**EJERCICIO PROPUESTO 1**.
Selecciona cada línea de las entradas que contenga la palabra "each", respetando mayúsculas y minúsculas.

**PÁGINA**.
Siempre hay muchas
voces en la historia de nuestra vida. Las distintas voces que somos nosotros y
las voces de los demás. Nuestra historia siempre es una historia polifónica. Así,
poniendo en relación significativa diversas historias sobre nosotros mismos, también
aprendemos a componer nuestra historia. Y a modificarla.
Jorge Larrosa
De
pie en mis doce años frente a una escuela Parroquial en Catia, donde estudié
quinto y sexto grado, creo oportuno confesar mi aborrecimiento a la pedagogía. Por
años creí la culpabilidad de este sentimiento tan contradictorio, situado en
los muros de la escuela, en su estructura y su gente pero estaba equivocado. Uno se
va de esas paredes y se lleva en el alma las huellas infringidas por el monstruo
pedagógico.
Mi Mamá me había iniciado en las primeras nociones y conocimientos asesorada por un infalible orientador: el libro Mantilla. Entre sus angustias de ama de casa resultó ser casi esa maestra dotada con la paciencia de los años de ejercicio –aunque a veces se le agotaba pronto- que me posibilitó leer y escribir con bastante solvencia a los seis años.

**EJERCICIO PROPUESTO 2**.
Pasa al inglés esta oración de la página: "Nuestra historia siempre es una historia polifónica."

**ENTRADAS DADAS**.
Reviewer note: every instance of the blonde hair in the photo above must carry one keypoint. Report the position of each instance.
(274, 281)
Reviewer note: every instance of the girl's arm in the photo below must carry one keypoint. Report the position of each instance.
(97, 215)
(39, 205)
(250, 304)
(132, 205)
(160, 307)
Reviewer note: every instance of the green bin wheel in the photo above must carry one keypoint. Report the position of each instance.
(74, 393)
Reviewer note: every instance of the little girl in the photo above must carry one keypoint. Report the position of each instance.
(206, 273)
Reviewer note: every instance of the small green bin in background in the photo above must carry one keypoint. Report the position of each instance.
--
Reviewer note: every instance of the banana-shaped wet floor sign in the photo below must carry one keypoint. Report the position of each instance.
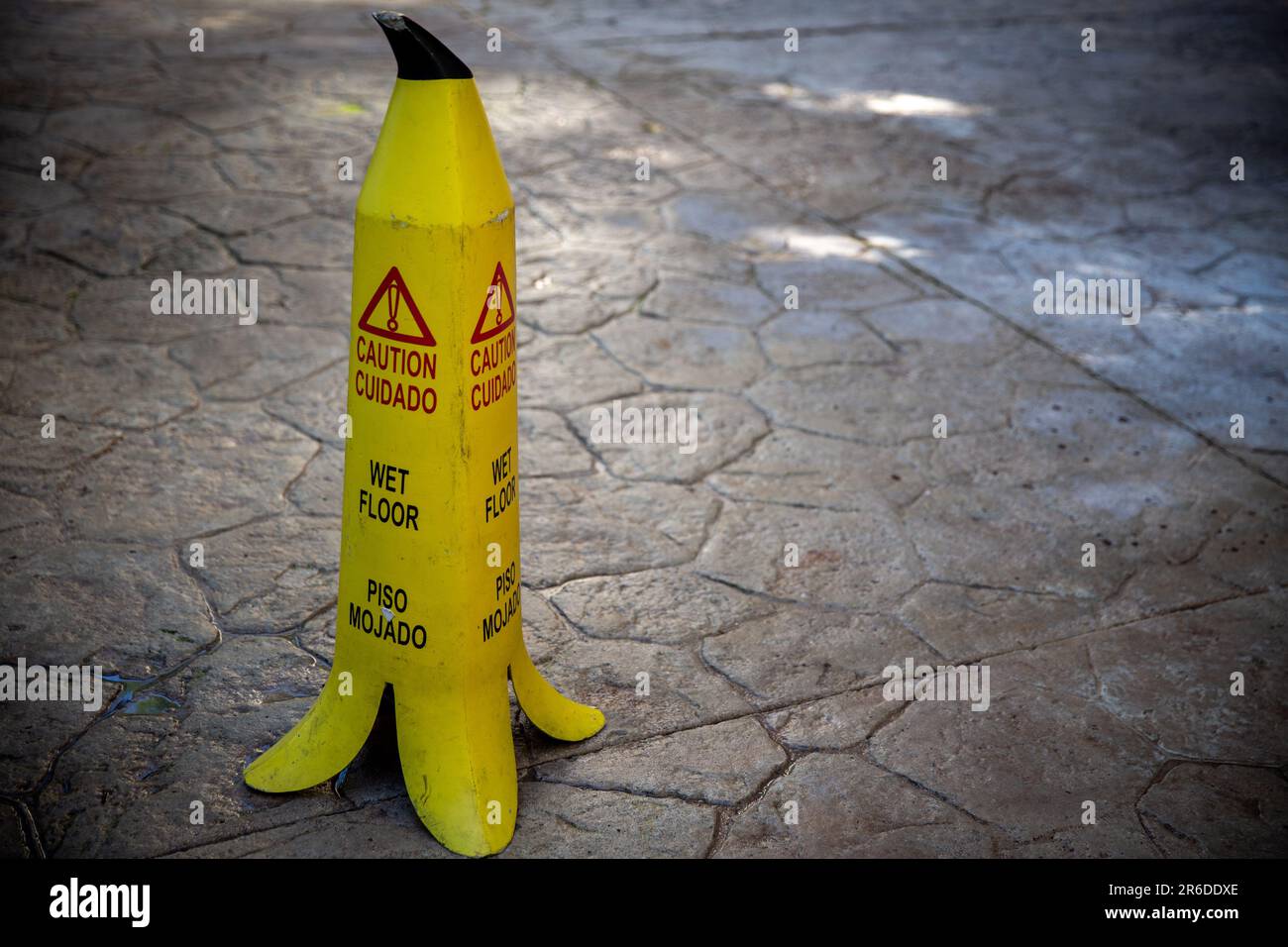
==
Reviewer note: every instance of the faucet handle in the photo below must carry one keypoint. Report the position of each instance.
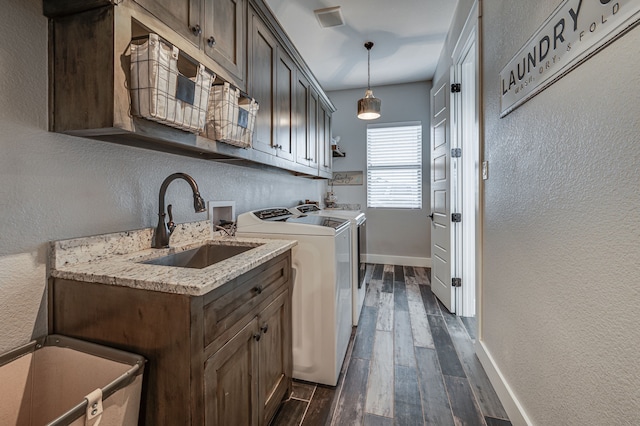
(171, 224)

**SOLUCIÓN 1**.
Reviewer note: every instance of the blonde hair in the photo above must carry one keypoint. Report the position of each instance.
Reviewer note: every instance of the girl's arm in the photo below must carry one keypoint. Report the position of each instance.
Reviewer note: every instance of the green bin wheel in the photo above must carry one keypoint. Report the position of each instance.
Reviewer note: every instance of the little girl in the photo above must carry one keypoint. Report the position of each instance.
Reviewer note: every instance of the small green bin in background in the photo above must carry one keypoint. Report the position of each instance.
Reviewer note: every instance of the banana-shaped wet floor sign in the photo below must carry one keypoint. Report the position of each instance.
Reviewer note: every instance of the faucet handle in the photo below must carry one keypoint. Report the position of each instance.

**SOLUCIÓN 2**.
Our story is always a polyphonic story.